■ **What is being asked**: List every line in the material below that contains the word "wheel".

Records from a data collection
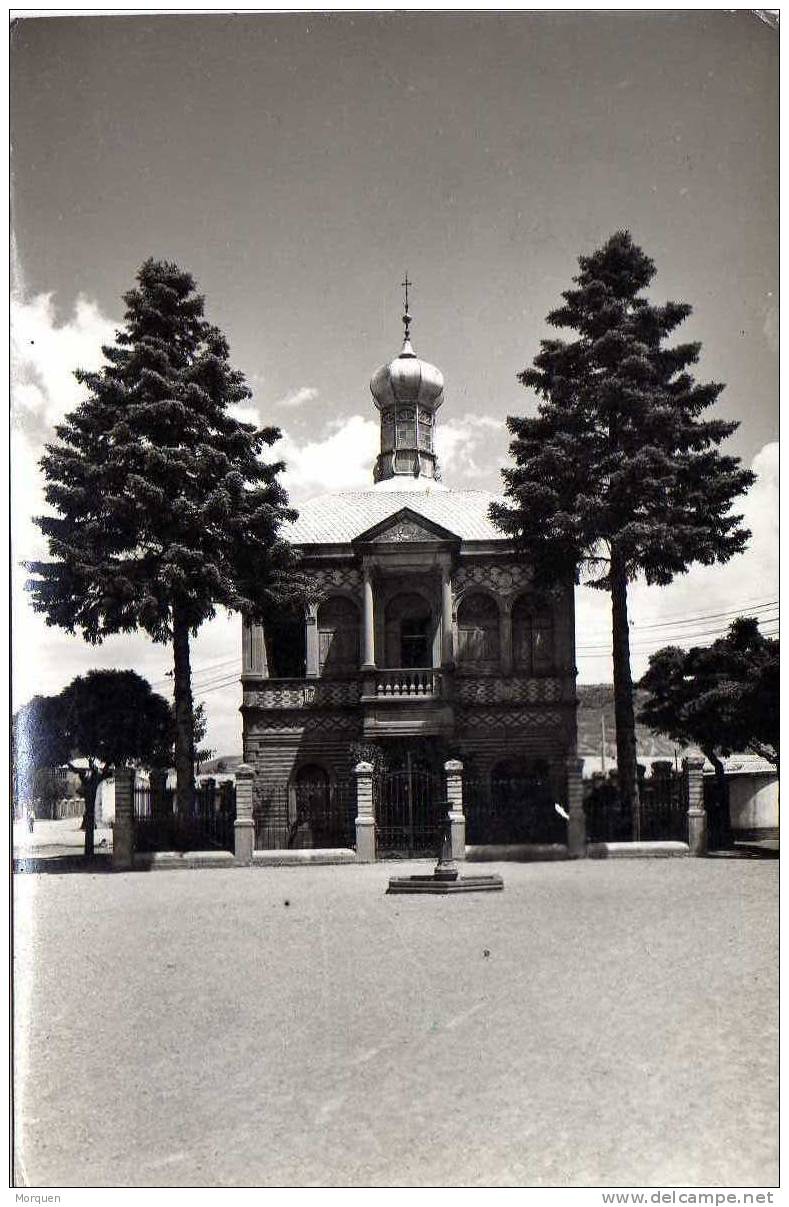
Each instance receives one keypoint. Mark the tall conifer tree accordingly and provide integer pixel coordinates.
(618, 473)
(164, 507)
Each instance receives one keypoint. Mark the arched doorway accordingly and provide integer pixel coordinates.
(410, 630)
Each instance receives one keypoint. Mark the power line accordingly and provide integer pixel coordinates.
(681, 635)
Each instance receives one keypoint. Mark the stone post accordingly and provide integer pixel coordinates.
(244, 824)
(158, 794)
(123, 827)
(506, 639)
(454, 769)
(694, 794)
(369, 628)
(364, 815)
(577, 822)
(310, 642)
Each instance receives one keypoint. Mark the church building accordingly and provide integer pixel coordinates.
(426, 642)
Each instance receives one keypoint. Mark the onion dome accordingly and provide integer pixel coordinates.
(408, 391)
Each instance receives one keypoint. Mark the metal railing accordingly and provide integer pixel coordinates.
(310, 815)
(208, 826)
(664, 814)
(512, 811)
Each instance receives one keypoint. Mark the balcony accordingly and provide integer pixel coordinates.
(405, 701)
(397, 683)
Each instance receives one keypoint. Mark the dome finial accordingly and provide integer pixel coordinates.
(407, 318)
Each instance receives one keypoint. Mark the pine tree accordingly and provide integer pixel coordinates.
(619, 474)
(164, 507)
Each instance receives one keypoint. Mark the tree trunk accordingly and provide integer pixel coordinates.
(183, 721)
(624, 712)
(89, 787)
(720, 828)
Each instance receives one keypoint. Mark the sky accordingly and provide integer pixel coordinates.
(299, 164)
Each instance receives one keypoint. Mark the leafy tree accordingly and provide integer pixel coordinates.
(38, 746)
(164, 508)
(722, 698)
(618, 473)
(101, 721)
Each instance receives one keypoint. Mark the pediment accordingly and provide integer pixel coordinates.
(407, 526)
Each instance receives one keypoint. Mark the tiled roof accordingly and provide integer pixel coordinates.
(340, 518)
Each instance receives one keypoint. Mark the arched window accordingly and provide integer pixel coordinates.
(410, 628)
(338, 637)
(286, 645)
(478, 629)
(532, 637)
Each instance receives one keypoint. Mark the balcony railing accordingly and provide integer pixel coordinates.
(424, 682)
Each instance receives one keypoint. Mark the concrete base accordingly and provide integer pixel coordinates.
(439, 884)
(153, 859)
(284, 858)
(515, 852)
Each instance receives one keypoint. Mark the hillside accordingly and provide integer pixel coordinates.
(596, 701)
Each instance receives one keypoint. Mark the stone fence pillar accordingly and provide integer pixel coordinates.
(158, 780)
(244, 824)
(577, 821)
(123, 827)
(454, 769)
(693, 783)
(364, 815)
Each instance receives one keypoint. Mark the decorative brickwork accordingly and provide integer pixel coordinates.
(501, 579)
(304, 695)
(328, 578)
(405, 530)
(303, 723)
(508, 718)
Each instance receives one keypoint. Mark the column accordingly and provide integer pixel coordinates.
(448, 652)
(253, 660)
(694, 792)
(123, 827)
(364, 815)
(244, 824)
(506, 637)
(577, 821)
(313, 668)
(368, 624)
(454, 770)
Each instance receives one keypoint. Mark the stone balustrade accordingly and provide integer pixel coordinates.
(424, 681)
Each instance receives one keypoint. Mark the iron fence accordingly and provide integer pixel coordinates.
(662, 811)
(410, 812)
(512, 811)
(208, 826)
(310, 815)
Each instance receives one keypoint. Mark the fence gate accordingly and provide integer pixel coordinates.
(410, 809)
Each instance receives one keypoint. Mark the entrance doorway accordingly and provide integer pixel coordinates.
(410, 809)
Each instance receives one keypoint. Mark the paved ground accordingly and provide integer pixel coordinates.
(607, 1022)
(53, 839)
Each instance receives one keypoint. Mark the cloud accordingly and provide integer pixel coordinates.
(44, 356)
(340, 460)
(298, 397)
(689, 610)
(471, 448)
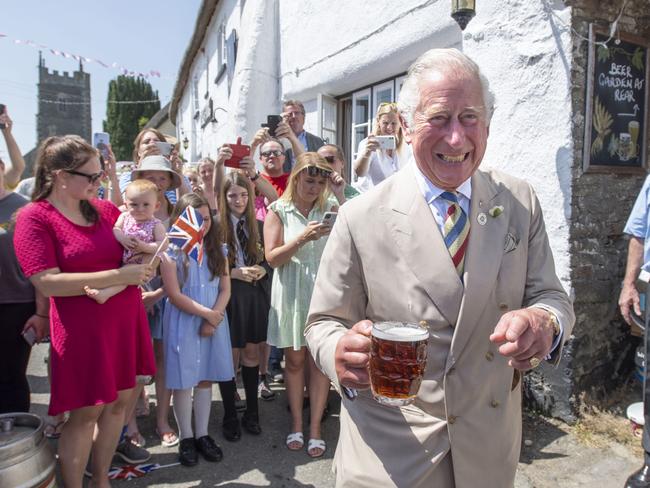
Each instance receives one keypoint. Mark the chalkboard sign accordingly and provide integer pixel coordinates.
(617, 101)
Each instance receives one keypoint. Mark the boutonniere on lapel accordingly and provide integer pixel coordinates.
(496, 211)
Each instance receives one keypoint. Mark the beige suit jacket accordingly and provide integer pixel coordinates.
(386, 260)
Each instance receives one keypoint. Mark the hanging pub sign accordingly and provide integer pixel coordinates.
(616, 122)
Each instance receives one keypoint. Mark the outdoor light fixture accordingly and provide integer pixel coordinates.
(462, 11)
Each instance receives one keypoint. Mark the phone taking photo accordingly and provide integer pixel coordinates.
(30, 336)
(3, 108)
(272, 122)
(101, 140)
(329, 218)
(386, 142)
(165, 148)
(239, 152)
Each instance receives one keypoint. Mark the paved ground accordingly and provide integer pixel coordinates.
(552, 457)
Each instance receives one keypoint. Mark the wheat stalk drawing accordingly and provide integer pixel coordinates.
(602, 124)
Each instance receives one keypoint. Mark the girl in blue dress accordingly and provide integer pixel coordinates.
(196, 335)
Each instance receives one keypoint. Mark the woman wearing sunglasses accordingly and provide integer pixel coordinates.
(335, 157)
(374, 161)
(64, 241)
(294, 239)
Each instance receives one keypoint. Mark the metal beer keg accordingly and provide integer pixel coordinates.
(26, 458)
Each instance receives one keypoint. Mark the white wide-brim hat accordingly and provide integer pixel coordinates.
(157, 163)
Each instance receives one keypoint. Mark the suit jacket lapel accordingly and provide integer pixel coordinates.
(483, 257)
(418, 237)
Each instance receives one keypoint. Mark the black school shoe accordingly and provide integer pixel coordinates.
(208, 449)
(251, 424)
(187, 453)
(231, 430)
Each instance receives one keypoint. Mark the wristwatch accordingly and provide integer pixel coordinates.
(555, 323)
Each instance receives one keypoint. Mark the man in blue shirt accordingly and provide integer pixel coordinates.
(638, 260)
(293, 112)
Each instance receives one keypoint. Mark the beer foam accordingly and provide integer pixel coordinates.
(401, 333)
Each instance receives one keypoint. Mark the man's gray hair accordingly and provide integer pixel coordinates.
(449, 61)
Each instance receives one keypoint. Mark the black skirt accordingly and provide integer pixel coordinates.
(248, 312)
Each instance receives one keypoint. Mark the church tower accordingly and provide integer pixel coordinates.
(63, 103)
(63, 107)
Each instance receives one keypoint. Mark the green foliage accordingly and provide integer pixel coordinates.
(123, 120)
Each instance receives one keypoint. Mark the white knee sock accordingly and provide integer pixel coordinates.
(183, 412)
(202, 404)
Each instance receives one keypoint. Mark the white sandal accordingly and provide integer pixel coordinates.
(295, 437)
(316, 444)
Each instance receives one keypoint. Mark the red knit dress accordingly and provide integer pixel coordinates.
(97, 350)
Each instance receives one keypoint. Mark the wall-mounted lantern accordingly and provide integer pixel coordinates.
(462, 11)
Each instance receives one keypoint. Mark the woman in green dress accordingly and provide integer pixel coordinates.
(294, 239)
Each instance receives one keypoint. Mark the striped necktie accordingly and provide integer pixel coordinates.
(243, 242)
(456, 231)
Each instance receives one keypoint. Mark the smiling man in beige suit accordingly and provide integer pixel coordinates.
(493, 304)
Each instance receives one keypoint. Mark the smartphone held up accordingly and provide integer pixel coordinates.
(239, 152)
(386, 142)
(101, 140)
(272, 122)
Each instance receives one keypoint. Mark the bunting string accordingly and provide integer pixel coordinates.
(57, 52)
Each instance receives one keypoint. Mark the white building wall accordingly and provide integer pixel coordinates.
(296, 49)
(526, 55)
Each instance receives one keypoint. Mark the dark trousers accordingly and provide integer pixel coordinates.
(275, 357)
(14, 356)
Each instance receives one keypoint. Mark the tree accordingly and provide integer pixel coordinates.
(123, 119)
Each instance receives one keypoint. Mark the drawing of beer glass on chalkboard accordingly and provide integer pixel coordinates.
(624, 146)
(633, 129)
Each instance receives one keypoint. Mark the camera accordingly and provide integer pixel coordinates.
(272, 122)
(386, 142)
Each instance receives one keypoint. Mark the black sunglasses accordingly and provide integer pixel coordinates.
(92, 178)
(316, 171)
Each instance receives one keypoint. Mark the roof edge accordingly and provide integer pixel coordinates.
(203, 18)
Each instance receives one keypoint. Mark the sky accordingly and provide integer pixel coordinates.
(137, 34)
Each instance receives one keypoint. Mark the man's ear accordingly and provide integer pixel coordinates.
(405, 129)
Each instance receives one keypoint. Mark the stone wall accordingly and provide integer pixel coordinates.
(599, 354)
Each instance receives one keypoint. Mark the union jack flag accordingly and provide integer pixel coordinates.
(129, 472)
(187, 233)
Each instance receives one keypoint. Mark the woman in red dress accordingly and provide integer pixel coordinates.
(64, 241)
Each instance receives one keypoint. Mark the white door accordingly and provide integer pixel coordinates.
(327, 107)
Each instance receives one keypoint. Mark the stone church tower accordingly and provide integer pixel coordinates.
(63, 106)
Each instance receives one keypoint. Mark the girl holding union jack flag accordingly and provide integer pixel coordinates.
(196, 334)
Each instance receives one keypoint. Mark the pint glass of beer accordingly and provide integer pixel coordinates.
(398, 356)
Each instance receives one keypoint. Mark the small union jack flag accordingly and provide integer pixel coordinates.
(187, 233)
(129, 472)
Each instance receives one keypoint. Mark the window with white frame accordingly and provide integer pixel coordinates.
(195, 96)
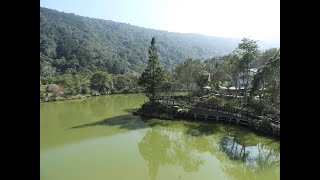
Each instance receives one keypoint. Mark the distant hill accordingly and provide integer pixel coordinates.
(72, 43)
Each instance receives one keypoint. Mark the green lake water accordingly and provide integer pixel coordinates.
(98, 138)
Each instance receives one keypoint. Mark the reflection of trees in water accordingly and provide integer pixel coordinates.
(168, 145)
(255, 157)
(161, 147)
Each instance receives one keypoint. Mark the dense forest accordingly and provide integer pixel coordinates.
(81, 56)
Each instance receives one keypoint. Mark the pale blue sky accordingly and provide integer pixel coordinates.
(258, 19)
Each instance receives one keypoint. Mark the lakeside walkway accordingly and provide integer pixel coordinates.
(209, 113)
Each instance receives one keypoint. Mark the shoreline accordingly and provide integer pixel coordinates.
(173, 114)
(59, 98)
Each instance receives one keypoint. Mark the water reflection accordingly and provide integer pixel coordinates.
(185, 147)
(160, 147)
(254, 157)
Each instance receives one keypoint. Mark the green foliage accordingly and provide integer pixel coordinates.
(87, 43)
(101, 83)
(151, 79)
(202, 79)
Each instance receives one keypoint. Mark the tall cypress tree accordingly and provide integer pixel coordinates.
(152, 77)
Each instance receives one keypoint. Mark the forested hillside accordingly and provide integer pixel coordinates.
(71, 43)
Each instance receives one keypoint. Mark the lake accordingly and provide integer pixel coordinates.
(98, 138)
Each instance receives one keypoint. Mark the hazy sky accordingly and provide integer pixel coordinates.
(258, 19)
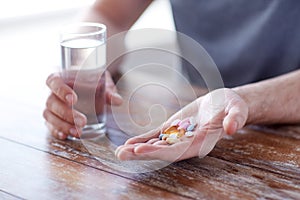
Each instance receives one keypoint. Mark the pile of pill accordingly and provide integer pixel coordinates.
(178, 129)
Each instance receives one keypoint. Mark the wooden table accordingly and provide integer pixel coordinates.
(256, 163)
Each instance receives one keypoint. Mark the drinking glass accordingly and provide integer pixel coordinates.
(83, 52)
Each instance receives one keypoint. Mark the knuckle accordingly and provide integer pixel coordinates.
(46, 114)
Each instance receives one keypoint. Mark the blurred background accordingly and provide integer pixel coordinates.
(29, 42)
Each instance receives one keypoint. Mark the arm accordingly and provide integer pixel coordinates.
(275, 100)
(117, 15)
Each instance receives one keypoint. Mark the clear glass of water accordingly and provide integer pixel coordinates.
(83, 52)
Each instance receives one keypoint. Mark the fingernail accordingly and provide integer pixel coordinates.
(61, 135)
(79, 121)
(69, 98)
(117, 96)
(234, 127)
(73, 132)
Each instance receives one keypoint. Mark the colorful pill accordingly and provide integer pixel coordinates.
(190, 127)
(160, 136)
(192, 120)
(175, 122)
(189, 134)
(173, 135)
(172, 140)
(184, 126)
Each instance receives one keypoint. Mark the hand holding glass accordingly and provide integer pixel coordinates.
(83, 49)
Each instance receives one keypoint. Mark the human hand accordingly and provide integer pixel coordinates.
(61, 118)
(217, 113)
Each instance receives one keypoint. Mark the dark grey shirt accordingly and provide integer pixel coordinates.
(249, 40)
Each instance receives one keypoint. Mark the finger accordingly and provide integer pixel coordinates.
(60, 125)
(153, 140)
(112, 96)
(160, 142)
(170, 153)
(65, 112)
(55, 133)
(60, 89)
(235, 119)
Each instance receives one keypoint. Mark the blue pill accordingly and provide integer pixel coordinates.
(160, 136)
(190, 127)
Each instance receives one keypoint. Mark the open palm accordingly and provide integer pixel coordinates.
(217, 113)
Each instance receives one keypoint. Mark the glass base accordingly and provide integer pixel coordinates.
(91, 132)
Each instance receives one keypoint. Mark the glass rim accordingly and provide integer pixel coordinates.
(102, 29)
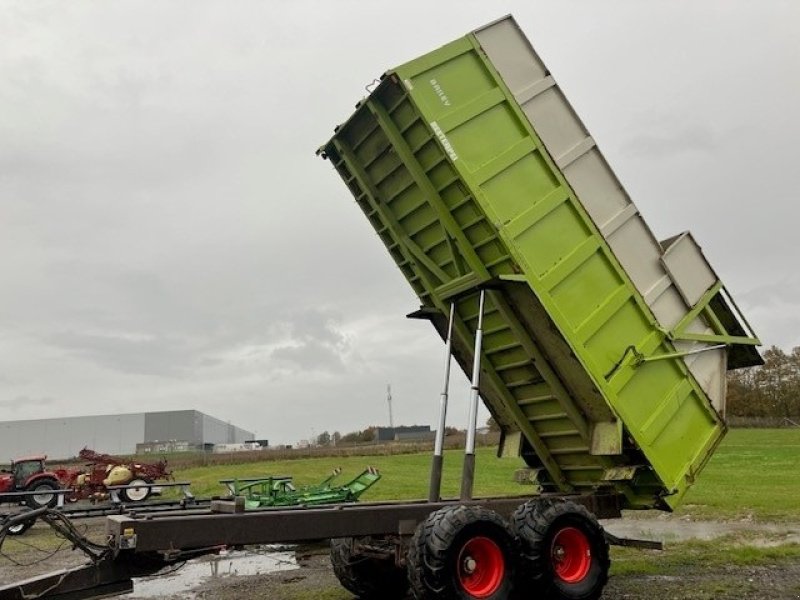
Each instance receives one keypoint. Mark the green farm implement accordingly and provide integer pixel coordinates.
(280, 491)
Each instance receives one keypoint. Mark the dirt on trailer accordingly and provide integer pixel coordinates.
(702, 560)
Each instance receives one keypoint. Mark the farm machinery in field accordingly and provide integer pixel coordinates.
(28, 480)
(599, 350)
(103, 471)
(281, 491)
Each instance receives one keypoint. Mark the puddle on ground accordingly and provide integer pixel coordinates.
(227, 564)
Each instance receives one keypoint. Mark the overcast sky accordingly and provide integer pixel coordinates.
(168, 239)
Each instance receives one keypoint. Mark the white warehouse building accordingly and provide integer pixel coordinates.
(61, 438)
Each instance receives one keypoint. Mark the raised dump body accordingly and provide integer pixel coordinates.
(604, 350)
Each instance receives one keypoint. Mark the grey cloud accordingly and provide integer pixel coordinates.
(315, 344)
(25, 403)
(680, 140)
(169, 238)
(131, 355)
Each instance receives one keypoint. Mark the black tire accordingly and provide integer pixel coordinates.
(42, 497)
(368, 576)
(564, 549)
(462, 553)
(134, 494)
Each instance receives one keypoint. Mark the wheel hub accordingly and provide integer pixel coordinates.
(481, 567)
(571, 555)
(469, 565)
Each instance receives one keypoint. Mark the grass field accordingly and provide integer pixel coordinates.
(754, 477)
(755, 473)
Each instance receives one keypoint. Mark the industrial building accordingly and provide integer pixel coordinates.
(62, 438)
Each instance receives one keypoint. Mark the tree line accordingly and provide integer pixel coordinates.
(771, 390)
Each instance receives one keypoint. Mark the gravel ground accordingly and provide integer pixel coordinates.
(311, 577)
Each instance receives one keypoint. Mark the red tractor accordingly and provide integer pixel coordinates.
(29, 474)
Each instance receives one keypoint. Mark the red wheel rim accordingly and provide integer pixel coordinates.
(481, 567)
(571, 555)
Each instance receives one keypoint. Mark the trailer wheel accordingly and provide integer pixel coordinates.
(564, 548)
(43, 495)
(367, 576)
(136, 494)
(462, 553)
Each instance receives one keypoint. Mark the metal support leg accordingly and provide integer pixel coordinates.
(434, 492)
(468, 474)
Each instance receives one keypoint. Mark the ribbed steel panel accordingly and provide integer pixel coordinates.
(475, 171)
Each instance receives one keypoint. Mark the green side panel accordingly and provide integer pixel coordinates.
(462, 192)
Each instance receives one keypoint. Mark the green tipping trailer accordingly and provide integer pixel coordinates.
(604, 350)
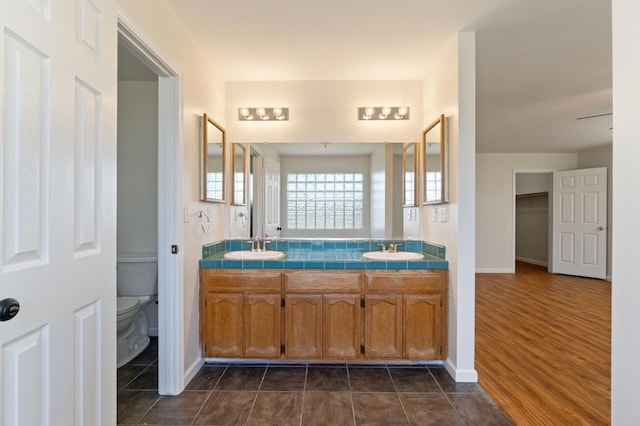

■ **Answer to this task**:
Each instance receives one keypoint. Mark the wheel hub accordingly and provide integer pixel coordinates.
Each instance receives one keypoint. Mark the red wheel rim accordingly and provide integer pixel coordinates.
Each instance receives one keypoint. Mark the trailer wheel accordingly and provide integer pixel coordinates.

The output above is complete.